**PROMPT:**
Could you recast every line of the records below as a JSON list of strings, one string per line, with blank lines skipped and the pictures left out?

— START OF THE INPUT —

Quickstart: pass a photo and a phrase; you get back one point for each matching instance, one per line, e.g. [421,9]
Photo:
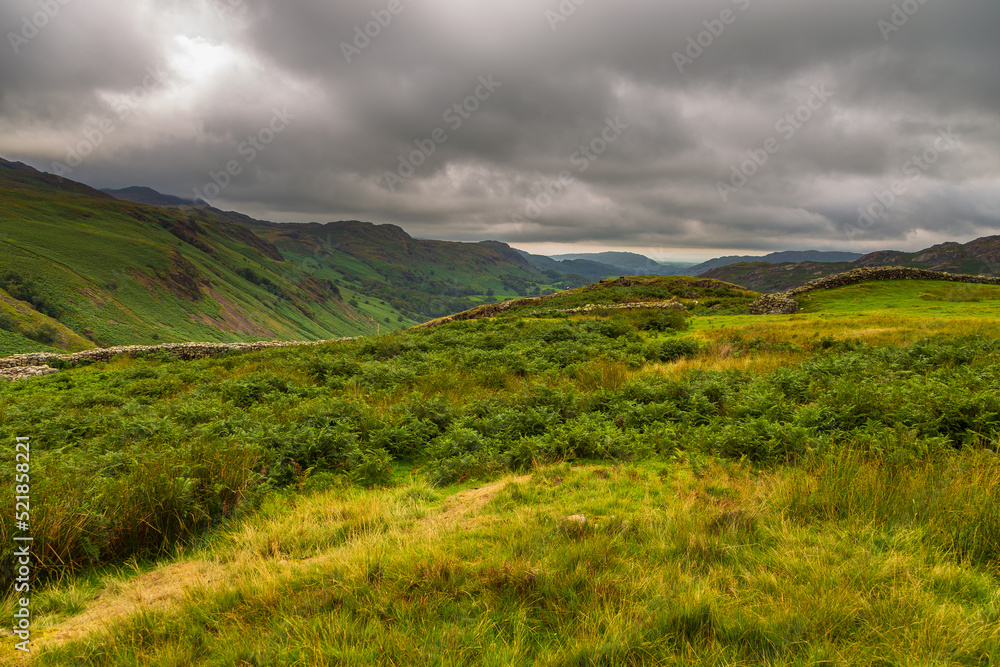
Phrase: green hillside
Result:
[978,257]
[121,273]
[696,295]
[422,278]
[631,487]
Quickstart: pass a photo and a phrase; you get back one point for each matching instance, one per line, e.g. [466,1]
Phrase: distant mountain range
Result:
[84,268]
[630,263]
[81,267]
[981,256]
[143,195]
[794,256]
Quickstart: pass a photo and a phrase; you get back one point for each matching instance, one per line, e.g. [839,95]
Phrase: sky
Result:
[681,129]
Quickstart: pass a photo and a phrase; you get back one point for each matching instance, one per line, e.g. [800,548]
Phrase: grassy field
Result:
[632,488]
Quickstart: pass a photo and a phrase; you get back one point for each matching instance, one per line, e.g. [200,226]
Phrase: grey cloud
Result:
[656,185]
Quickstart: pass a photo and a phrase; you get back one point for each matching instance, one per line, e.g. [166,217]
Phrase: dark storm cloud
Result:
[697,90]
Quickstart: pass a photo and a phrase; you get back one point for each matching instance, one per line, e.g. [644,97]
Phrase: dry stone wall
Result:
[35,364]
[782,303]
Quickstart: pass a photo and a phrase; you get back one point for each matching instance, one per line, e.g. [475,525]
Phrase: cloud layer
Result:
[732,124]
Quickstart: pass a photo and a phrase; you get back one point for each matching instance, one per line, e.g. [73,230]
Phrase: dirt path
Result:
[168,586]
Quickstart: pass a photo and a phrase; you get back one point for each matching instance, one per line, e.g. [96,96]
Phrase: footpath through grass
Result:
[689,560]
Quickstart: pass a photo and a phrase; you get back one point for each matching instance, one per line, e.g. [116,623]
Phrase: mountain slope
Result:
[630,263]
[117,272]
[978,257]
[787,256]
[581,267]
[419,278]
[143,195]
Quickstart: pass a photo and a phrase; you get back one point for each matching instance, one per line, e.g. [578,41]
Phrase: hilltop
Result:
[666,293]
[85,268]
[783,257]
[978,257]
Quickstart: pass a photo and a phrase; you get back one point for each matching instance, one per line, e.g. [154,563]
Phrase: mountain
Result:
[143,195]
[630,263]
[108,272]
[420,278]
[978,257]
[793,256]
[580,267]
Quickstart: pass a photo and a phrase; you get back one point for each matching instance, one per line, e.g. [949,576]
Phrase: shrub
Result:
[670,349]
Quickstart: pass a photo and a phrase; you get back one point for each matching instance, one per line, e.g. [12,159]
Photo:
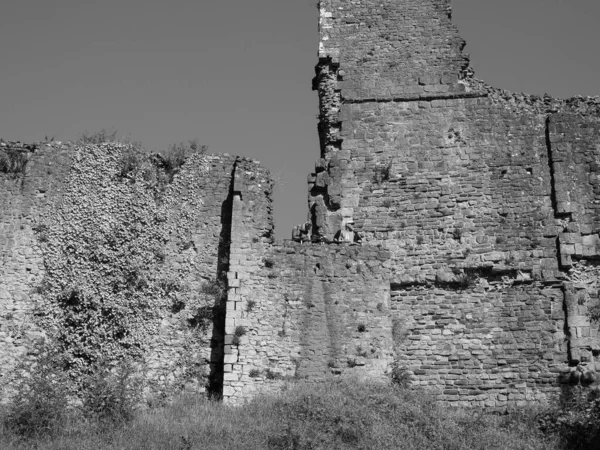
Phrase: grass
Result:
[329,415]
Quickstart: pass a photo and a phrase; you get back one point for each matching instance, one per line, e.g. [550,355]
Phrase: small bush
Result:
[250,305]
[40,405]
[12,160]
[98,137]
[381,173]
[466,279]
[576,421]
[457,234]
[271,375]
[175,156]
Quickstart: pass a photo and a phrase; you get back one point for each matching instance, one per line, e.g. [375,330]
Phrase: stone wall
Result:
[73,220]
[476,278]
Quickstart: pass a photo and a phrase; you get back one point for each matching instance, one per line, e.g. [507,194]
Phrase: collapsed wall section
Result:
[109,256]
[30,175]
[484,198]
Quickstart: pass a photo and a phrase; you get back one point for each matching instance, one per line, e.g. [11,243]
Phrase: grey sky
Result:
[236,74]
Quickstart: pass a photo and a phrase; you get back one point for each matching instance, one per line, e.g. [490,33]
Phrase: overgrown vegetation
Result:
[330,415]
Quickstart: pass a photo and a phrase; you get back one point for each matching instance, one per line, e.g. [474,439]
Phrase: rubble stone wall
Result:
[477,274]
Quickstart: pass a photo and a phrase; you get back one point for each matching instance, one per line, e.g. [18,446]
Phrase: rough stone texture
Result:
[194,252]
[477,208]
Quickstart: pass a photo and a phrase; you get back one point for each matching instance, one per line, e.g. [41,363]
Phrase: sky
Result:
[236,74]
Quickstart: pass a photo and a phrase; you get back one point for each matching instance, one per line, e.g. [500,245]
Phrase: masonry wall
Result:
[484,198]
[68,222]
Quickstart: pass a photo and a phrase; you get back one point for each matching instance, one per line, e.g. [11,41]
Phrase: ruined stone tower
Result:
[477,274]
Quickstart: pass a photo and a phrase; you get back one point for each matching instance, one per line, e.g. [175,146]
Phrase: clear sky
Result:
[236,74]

— END OF THE INPUT —

**ANSWER TO THIS EXERCISE:**
[
  "Quickstart: pass a photo and a phrase; you get back one point for each matching instance, one per line, e.g. [421,9]",
  "Photo:",
  "Phrase: green hillside",
  "Result:",
  "[978,257]",
  "[121,273]",
  "[696,295]",
  "[422,278]",
  "[631,487]",
  "Quickstart: pass a photo and a phrase; you get back one point for each matching instance, one per line, e.g. [466,1]",
  "Phrase: distant mountain range",
  "Result:",
  "[84,268]",
  "[630,263]",
  "[81,267]",
  "[981,256]",
  "[143,195]",
  "[794,256]",
  "Quickstart: pass a photo and a phrase; you get back one point for each matching instance, one per line, e.g. [839,95]",
  "Phrase: sky",
  "Result:",
  "[681,129]",
  "Quickstart: pass a photo and a phrase; you get back one point for each matching instance, one per line, e.g. [800,548]",
  "Phrase: grassy field",
  "Result:",
  "[632,488]",
  "Quickstart: pass a photo and a phrase; you get back one point for each matching instance, one per line, e.g. [200,226]",
  "Phrase: grey cloud",
  "Result:",
  "[656,185]",
  "Quickstart: pass a photo and a phrase; you get back one point for each matching instance, one per line, e.g. [166,217]",
  "Phrase: dark storm cloud",
  "Result:",
  "[697,90]",
  "Quickstart: pass a photo and a phrase; you get back one point for each matching instance, one per line, e.g. [644,97]",
  "Phrase: dry stone wall",
  "Result:",
  "[35,364]",
  "[782,303]",
  "Quickstart: pass a photo and a phrase; you get back one point for each matching instance, one per line, e.g. [475,525]",
  "Phrase: cloud layer",
  "Result:",
  "[732,124]",
  "Quickstart: pass a photo and a phrase; you get back one point for each matching instance, one per line, e.g. [73,230]",
  "Phrase: dirt path",
  "Result:",
  "[168,586]",
  "Quickstart: pass a photo and a phrase; you get back one point for each matching instance, one per line, e.g. [96,96]",
  "Phrase: footpath through grass",
  "Result:",
  "[689,560]",
  "Quickstart: pass a photo and a phrase; you get back one point for each matching instance, one per line, e.g. [116,623]",
  "Phrase: mountain slope",
  "Result:",
  "[630,263]",
  "[117,272]",
  "[978,257]",
  "[787,256]",
  "[581,267]",
  "[419,278]",
  "[143,195]",
  "Quickstart: pass a photo and a phrase; you get back one point for each matching instance, one per line, e.g. [578,41]",
  "Phrase: hilltop",
  "Result:",
  "[666,293]",
  "[85,268]",
  "[783,257]",
  "[978,257]",
  "Quickstart: pass a photo and a phrase; you get back one point for each matching instance, one per line, e.g. [154,563]",
  "Phrase: mountain",
  "Result:",
  "[143,195]",
  "[630,263]",
  "[108,272]",
  "[420,278]",
  "[978,257]",
  "[793,256]",
  "[580,267]",
  "Quickstart: pass a photo and a phrase; you get back one point for each matching instance, one per line, e.g. [949,576]",
  "Phrase: shrub",
  "Result:",
  "[670,349]",
  "Quickstart: pass a photo and a phrase; you get back one point for each matching instance, one per line, e.g. [12,159]",
  "Photo:",
  "Phrase: grass",
  "Result:",
  "[329,415]",
  "Quickstart: pass a photo and a phrase; you get back one point for each matching instance, one per line, e.g. [550,355]",
  "Phrase: small bush",
  "Result:",
  "[250,305]",
  "[40,405]",
  "[12,160]",
  "[98,137]",
  "[381,173]",
  "[466,279]",
  "[576,421]",
  "[457,234]",
  "[271,375]",
  "[175,156]",
  "Quickstart: pass a photo and a phrase; you get back one point for each matching instance, one per line, e.g. [375,330]",
  "Phrase: stone wall",
  "Result:",
  "[73,220]",
  "[476,278]",
  "Quickstart: pass a photo and a phrase; you get back one point for each matching instance, one per line, e.g. [507,194]",
  "Phrase: collapsed wall section",
  "Result:",
  "[109,256]",
  "[30,175]",
  "[484,198]",
  "Quickstart: pass a photo and a phrase; you get back one point for each matching instance, one per line, e.g. [11,243]",
  "Phrase: grey sky",
  "Result:",
  "[236,74]",
  "Quickstart: pass a photo and a phrase; you get back one point for each matching instance, one per line, e.g. [490,33]",
  "Phrase: overgrown vegetation",
  "Result:",
  "[330,415]",
  "Quickstart: pass a photo and a phrase; you get back one point for each matching instance, one per line, e.g. [474,439]",
  "Phrase: rubble stone wall",
  "Result:",
  "[477,274]",
  "Quickstart: pass a photo and a phrase; you get back one point for each matching instance, one per line, e.g. [18,446]",
  "Phrase: rough stone texture",
  "Result:",
  "[194,252]",
  "[477,208]",
  "Quickstart: pass a photo and a phrase; you get back one point for each matching instance, one per line, e.g. [41,363]",
  "Phrase: sky",
  "Result:",
  "[236,74]",
  "Quickstart: pass a photo and a phrase; you get back one point for each matching instance, one per line, e.g. [500,245]",
  "Phrase: masonry wall",
  "Result:",
  "[484,198]",
  "[68,222]",
  "Quickstart: pass a photo and a phrase; you get back one point for each matching instance, one per line, e.g. [11,41]",
  "Phrase: ruined stone tower",
  "Result:",
  "[477,274]",
  "Quickstart: pass a photo and a phrase; you get back one point for each matching instance, one per line, e.g. [175,146]",
  "Phrase: clear sky",
  "Result:",
  "[236,74]"
]